**Required work:** Send back the entries exactly as they were given.

------------------------------------

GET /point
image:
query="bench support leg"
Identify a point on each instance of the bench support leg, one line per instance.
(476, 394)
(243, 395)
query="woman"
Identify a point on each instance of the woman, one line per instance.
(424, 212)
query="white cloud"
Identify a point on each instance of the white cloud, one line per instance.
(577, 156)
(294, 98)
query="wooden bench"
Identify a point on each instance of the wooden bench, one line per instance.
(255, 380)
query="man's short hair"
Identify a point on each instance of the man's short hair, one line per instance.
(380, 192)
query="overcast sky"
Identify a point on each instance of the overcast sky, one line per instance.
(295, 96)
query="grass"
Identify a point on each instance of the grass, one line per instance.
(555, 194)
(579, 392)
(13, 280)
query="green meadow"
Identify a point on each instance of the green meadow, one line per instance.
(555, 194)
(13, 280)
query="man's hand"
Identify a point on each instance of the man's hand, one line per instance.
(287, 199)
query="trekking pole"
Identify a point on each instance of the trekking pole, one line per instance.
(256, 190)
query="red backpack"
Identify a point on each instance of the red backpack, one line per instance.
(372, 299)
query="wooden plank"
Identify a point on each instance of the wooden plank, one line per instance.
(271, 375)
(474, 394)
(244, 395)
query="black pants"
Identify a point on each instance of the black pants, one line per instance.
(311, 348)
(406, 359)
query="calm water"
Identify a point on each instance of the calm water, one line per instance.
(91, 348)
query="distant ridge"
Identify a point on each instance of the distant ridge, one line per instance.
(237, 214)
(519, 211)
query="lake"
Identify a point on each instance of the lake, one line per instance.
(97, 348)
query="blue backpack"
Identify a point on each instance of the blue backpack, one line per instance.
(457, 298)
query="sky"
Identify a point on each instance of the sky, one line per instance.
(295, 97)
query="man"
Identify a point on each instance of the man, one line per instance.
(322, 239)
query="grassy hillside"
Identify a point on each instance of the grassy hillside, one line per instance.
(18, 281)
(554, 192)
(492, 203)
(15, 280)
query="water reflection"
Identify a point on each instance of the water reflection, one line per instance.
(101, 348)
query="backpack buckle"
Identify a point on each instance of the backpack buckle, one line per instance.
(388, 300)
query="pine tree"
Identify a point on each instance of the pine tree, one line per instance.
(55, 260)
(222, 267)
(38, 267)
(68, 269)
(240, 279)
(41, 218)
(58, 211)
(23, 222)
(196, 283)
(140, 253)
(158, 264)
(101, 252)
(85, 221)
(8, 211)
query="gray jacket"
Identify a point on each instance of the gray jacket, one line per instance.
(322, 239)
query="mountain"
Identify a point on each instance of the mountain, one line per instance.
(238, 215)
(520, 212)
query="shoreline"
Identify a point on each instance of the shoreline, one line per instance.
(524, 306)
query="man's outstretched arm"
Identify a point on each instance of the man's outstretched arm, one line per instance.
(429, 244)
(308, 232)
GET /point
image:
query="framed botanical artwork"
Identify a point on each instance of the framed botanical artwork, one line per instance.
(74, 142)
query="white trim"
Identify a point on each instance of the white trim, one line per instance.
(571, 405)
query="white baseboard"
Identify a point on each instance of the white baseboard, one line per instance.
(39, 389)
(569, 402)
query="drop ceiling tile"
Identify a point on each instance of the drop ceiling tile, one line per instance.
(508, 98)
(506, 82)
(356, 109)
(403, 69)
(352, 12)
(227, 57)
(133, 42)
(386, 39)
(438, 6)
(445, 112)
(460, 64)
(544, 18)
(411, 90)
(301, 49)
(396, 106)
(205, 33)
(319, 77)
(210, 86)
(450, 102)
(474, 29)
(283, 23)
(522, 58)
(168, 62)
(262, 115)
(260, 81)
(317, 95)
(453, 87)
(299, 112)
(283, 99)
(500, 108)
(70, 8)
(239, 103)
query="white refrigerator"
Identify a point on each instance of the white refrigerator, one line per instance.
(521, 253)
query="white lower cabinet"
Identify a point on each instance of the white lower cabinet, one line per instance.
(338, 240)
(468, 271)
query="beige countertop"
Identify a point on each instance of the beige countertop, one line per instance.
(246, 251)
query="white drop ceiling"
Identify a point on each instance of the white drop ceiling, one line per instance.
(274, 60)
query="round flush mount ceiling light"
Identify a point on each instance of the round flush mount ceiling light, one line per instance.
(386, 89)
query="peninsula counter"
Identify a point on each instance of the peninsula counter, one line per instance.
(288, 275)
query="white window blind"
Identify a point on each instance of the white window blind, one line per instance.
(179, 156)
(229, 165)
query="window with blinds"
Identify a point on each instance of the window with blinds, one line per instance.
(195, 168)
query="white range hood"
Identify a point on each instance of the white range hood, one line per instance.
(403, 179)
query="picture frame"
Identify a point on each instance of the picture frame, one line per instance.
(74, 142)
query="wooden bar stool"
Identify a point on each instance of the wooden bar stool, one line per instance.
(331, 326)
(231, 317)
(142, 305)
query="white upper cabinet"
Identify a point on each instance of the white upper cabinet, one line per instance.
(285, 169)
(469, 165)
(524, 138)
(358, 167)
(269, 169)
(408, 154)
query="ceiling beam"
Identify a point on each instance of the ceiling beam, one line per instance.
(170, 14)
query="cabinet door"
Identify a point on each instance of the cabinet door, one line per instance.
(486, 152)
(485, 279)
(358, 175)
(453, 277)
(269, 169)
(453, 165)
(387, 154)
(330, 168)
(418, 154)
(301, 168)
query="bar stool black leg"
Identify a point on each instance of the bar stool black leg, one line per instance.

------------------------------------

**Result:**
GET /point
image:
query="bench support leg"
Identify a point on each instance of the bench support leg, one line per instance.
(476, 394)
(243, 395)
query="woman"
Identify a point on each instance of the woman, one line per instance.
(424, 212)
query="white cloud"
Identify a point on each instance of the white cloud, one line per instance.
(577, 156)
(294, 98)
query="wooden bench"
Identify a point on each instance of the wooden bench, one line per instance.
(255, 380)
query="man's short hair"
Identify a point on each instance of the man's short hair, one line per instance.
(380, 192)
query="overcast sky"
Identify a point on each instance of the overcast sky, one line per instance.
(295, 96)
query="grass"
Identify a point on each instance of the grass, one line per instance.
(555, 194)
(579, 392)
(13, 280)
query="green meadow"
Identify a point on each instance of the green meadow, one line per instance.
(555, 194)
(13, 280)
query="man's hand"
Identify a point on each instance of the man's hand, one line per instance.
(287, 199)
query="trekking pole"
Identify a point on each instance of the trekking pole, one line per instance.
(256, 190)
query="red backpack"
Identify a point on each instance of the red backpack, one line per instance.
(372, 299)
query="wooden plank"
Identify a point on each instance of the wooden plank, one line per instance.
(271, 375)
(474, 394)
(244, 395)
query="black pants"
Identify a point on each instance of the black pants, one line per instance.
(311, 348)
(406, 359)
query="calm water"
Identify a point on each instance of the calm water, one line per instance.
(91, 348)
query="distant ridge"
Identify a point on each instance of the distant ridge, one line per instance.
(237, 214)
(519, 211)
query="lake"
Identify a point on each instance of the lake, one line per instance.
(97, 348)
query="blue backpack"
Identify a point on each instance of the blue backpack, one line per instance.
(457, 298)
query="sky"
Identify a point on each instance of the sky, one line per instance.
(295, 97)
query="man"
Identify a point on each instance of the man, one line per instance.
(322, 239)
query="grassy hillside"
Identify a point on each instance of the grassy hillside, one line per instance.
(18, 281)
(554, 192)
(492, 203)
(15, 280)
query="water reflection"
Identify a point on each instance of the water reflection, one line per instance.
(101, 348)
query="backpack buckle"
Identify a point on each instance of the backpack buckle, one line per instance.
(388, 300)
query="pine tree"
Identify a point on each instance of the pine tree, one line per instance.
(55, 260)
(222, 267)
(38, 267)
(68, 269)
(240, 279)
(41, 218)
(58, 211)
(23, 222)
(196, 283)
(140, 253)
(158, 264)
(101, 252)
(85, 221)
(8, 211)
query="gray jacket"
Identify a point on each instance of the gray jacket, one line per instance.
(322, 239)
query="mountain"
Identify a point on each instance of the mountain, one line per instance.
(238, 215)
(520, 212)
query="shoreline"
Identify a point on each instance of the shoreline, one line per instance.
(524, 306)
query="man's outstretched arm"
Identify a point on each instance of the man's outstretched arm, one line per instance.
(429, 244)
(308, 232)
GET /point
image:
query="framed botanical artwork"
Identify a point on each instance of the framed botanical artwork, one line per instance.
(74, 142)
query="white trim"
Identify a point on each instance of the white trim, one line per instance.
(571, 405)
query="white baseboard"
Identify a point on each instance of the white baseboard, one line per instance.
(39, 389)
(569, 402)
query="drop ceiling tile"
Identify a point on each instance of the drop ceiling tile, one line per instance.
(508, 98)
(506, 82)
(356, 109)
(403, 69)
(352, 12)
(227, 57)
(133, 42)
(386, 39)
(438, 6)
(445, 112)
(460, 64)
(544, 18)
(411, 90)
(301, 49)
(396, 106)
(205, 33)
(319, 77)
(210, 86)
(450, 102)
(474, 29)
(283, 23)
(522, 58)
(168, 62)
(262, 115)
(260, 81)
(317, 95)
(453, 87)
(299, 112)
(283, 99)
(500, 108)
(70, 8)
(239, 103)
query="white refrigerator"
Identify a point on each instance of the white refrigerator, one line per instance.
(521, 253)
query="white lower cabinet"
Identify a point on each instance of the white lower cabinet, one line per instance.
(338, 240)
(468, 271)
query="beige countertop"
Identify a point on each instance of the beige countertop, one line per instance.
(246, 251)
query="white drop ceiling"
Identify a point on each instance of the white drop ceiling, one line per instance.
(274, 60)
query="round flush mount ceiling light"
Identify a point on each instance of the round flush mount ceiling light, one line per instance.
(386, 89)
query="peninsula counter"
Identify a point on each instance of the peninsula counter, one line per instance.
(288, 275)
query="white window blind"
Identify a point on each instance of the white window blind, one line per instance.
(179, 156)
(229, 165)
query="window with blinds"
Identify a point on each instance of the window with blinds, one line per instance.
(195, 168)
query="white range hood"
Identify a point on each instance of the white range hood, one line per instance.
(403, 179)
query="picture frame"
Identify a point on each instance of the picture frame, one line per instance.
(74, 142)
query="wooden bar stool"
Identify a point on each instance of the wooden bar stool, one line per instance.
(331, 326)
(231, 317)
(142, 305)
query="white upper cabinet"
Identify a point on each instance of the white upper cabinet, one line per instance.
(285, 169)
(469, 165)
(524, 138)
(358, 167)
(269, 169)
(408, 154)
query="ceiling beam"
Identify a point on each instance of the ceiling beam, one line per instance.
(170, 14)
query="cabinet door"
Identify a point on each instance of the cabinet door, one line per instance.
(486, 152)
(485, 279)
(358, 175)
(453, 277)
(269, 169)
(453, 165)
(387, 154)
(330, 168)
(418, 154)
(301, 168)
query="bar stool black leg"
Identify a point on each instance of the bar stool black leg, one line per instance.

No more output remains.